- Dataset entries -
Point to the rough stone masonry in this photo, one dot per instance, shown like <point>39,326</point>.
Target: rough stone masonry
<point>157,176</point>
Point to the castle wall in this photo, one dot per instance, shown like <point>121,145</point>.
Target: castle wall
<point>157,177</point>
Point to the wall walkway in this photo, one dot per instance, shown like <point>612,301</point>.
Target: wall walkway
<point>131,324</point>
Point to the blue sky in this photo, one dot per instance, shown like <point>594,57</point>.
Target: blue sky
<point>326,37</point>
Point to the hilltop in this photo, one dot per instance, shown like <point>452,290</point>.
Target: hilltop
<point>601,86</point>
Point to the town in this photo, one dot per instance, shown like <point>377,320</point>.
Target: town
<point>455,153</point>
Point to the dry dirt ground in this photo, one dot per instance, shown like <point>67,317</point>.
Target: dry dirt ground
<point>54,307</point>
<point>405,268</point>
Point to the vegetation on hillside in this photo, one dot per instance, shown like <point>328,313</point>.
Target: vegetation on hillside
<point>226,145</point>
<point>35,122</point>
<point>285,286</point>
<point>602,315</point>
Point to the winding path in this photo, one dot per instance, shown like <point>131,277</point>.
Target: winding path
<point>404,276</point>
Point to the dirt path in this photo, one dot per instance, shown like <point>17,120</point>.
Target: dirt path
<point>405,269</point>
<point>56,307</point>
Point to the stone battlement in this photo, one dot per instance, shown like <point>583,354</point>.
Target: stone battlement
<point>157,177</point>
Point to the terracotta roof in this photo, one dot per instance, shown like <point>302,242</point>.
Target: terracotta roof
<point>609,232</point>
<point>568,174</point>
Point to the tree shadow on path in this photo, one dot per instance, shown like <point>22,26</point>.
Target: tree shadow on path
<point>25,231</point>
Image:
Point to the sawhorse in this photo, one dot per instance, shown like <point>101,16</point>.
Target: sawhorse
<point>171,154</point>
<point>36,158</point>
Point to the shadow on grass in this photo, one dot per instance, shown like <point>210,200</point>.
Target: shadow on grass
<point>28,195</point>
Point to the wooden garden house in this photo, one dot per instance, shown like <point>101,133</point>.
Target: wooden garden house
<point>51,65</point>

- Task details -
Could I ask you to return the records exactly and in full?

- Solution for this exercise -
Point to the rough stone masonry in this photo, one dot per instance, shown like <point>39,326</point>.
Target: rough stone masonry
<point>157,176</point>
Point to the castle wall in this photo, one dot per instance, shown like <point>121,145</point>.
Target: castle wall
<point>157,177</point>
Point to the wall walkway in this photo, one dot per instance, shown like <point>612,301</point>.
Target: wall walkway
<point>131,324</point>
Point to the blue sky in this photo, one dot per instance, shown like <point>594,57</point>.
Target: blue sky
<point>326,37</point>
Point to the hilltop in this photo, one dot per instance, shown like <point>452,290</point>.
Target: hilltop
<point>601,86</point>
Point to the town in this photo, one dot per instance, shown like <point>377,320</point>.
Target: town
<point>455,153</point>
Point to the dry dirt ground in this photo, one dot per instance, shown like <point>67,317</point>.
Target: dry dirt ground
<point>54,307</point>
<point>405,268</point>
Point to the vegetation on hillside in this photo, one dot per instance, shown like <point>328,313</point>.
Target: vegetation on hillside
<point>226,145</point>
<point>35,122</point>
<point>285,286</point>
<point>602,315</point>
Point to the winding path in this photo, one dot per instance, shown like <point>131,277</point>.
Target: winding path
<point>404,276</point>
Point to the dirt path in this photo, one dot per instance, shown like <point>17,120</point>.
Target: dirt path
<point>405,269</point>
<point>56,307</point>
Point to the stone battlement in this photo, one dot per instance, shown like <point>583,354</point>.
Target: stone battlement
<point>157,177</point>
Point to the terracotta roof in this photo, one dot per instance, shown like <point>302,242</point>.
Target: terracotta roof
<point>609,232</point>
<point>568,174</point>
Point to the tree shadow on path in this photo, one dot per instance, shown like <point>22,26</point>.
Target: tree shadow on path
<point>25,231</point>
Image:
Point to the sawhorse in this photo, one dot per instance, shown like <point>101,16</point>.
Target: sawhorse
<point>171,154</point>
<point>36,158</point>
Point to the shadow on grass in this photo, one dot per instance, shown like <point>210,200</point>.
Target: shadow on grass
<point>28,195</point>
Point to the wooden garden house in this photo, one dot per instance, shown like <point>101,133</point>.
Target: wooden garden house
<point>51,65</point>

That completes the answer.